» Required task
Starting at the line in the data below that contains "Would you mind pinning the red umbrella" and continuing through the last line of the data, write each line as one string in a JSON list, skipping any blank lines.

» Exercise input
══════════
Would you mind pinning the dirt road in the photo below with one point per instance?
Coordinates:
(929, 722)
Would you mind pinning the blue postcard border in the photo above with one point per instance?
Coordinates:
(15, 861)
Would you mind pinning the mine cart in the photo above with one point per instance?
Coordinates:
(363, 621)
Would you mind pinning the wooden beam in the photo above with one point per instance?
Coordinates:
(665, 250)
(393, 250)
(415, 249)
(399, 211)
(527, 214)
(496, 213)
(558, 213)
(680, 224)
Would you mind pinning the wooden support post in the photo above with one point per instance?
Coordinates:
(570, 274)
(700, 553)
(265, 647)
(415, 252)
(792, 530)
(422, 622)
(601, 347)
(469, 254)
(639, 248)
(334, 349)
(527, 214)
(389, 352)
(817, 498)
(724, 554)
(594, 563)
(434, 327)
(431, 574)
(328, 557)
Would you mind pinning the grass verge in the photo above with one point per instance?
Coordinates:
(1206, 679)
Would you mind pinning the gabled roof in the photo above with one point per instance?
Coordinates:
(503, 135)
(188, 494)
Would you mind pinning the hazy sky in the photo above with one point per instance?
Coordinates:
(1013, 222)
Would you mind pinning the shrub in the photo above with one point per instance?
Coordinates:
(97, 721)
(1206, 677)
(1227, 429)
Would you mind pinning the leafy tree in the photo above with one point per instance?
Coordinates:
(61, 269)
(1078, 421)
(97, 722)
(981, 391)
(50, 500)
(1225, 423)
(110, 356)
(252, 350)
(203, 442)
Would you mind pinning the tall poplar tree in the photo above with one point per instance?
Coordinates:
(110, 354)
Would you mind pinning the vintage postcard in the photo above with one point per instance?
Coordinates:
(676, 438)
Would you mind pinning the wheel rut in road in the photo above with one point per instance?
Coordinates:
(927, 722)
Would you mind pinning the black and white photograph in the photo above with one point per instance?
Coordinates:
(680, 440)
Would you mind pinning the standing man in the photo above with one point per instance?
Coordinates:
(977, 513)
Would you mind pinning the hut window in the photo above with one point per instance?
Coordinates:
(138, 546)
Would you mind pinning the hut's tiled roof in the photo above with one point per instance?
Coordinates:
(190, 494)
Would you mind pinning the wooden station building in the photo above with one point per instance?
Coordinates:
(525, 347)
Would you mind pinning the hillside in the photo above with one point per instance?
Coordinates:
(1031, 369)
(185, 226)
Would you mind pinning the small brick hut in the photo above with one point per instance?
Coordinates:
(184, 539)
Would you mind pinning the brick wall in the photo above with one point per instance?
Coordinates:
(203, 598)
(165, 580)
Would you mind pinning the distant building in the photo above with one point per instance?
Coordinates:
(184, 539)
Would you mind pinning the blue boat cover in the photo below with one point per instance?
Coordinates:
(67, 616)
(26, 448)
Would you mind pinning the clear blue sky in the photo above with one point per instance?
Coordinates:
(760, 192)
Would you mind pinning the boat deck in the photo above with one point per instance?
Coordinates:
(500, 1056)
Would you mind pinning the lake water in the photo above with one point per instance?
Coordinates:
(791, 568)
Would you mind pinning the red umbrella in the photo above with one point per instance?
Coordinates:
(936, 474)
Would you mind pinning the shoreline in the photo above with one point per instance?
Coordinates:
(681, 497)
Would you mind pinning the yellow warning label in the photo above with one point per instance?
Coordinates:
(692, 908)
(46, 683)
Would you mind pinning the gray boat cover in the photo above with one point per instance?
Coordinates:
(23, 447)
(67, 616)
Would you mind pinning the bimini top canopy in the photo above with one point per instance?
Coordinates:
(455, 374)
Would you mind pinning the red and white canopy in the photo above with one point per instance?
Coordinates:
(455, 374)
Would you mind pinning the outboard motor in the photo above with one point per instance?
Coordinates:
══════════
» Exercise output
[
  "Would you mind pinning the red umbrella in the photo above with one point per instance?",
  "Coordinates:",
  "(936, 474)",
  "Would you mind pinning the shoreline in the photo above with one point per instance?",
  "Coordinates:",
  "(681, 497)",
  "Would you mind pinning the yellow warning label in the photo above with one point per instance?",
  "Coordinates:",
  "(692, 908)",
  "(46, 683)",
  "Would you mind pinning the gray boat cover in the photo above with one point per instance?",
  "Coordinates:",
  "(23, 447)",
  "(67, 616)",
  "Would you mind pinning the bimini top canopy in the photo above with one point per instance?",
  "Coordinates:",
  "(455, 374)",
  "Would you mind pinning the red and white canopy in the photo above with one point per instance?",
  "Coordinates:",
  "(455, 374)",
  "Would you mind pinning the outboard motor in the photo above with one point per instance?",
  "Coordinates:"
]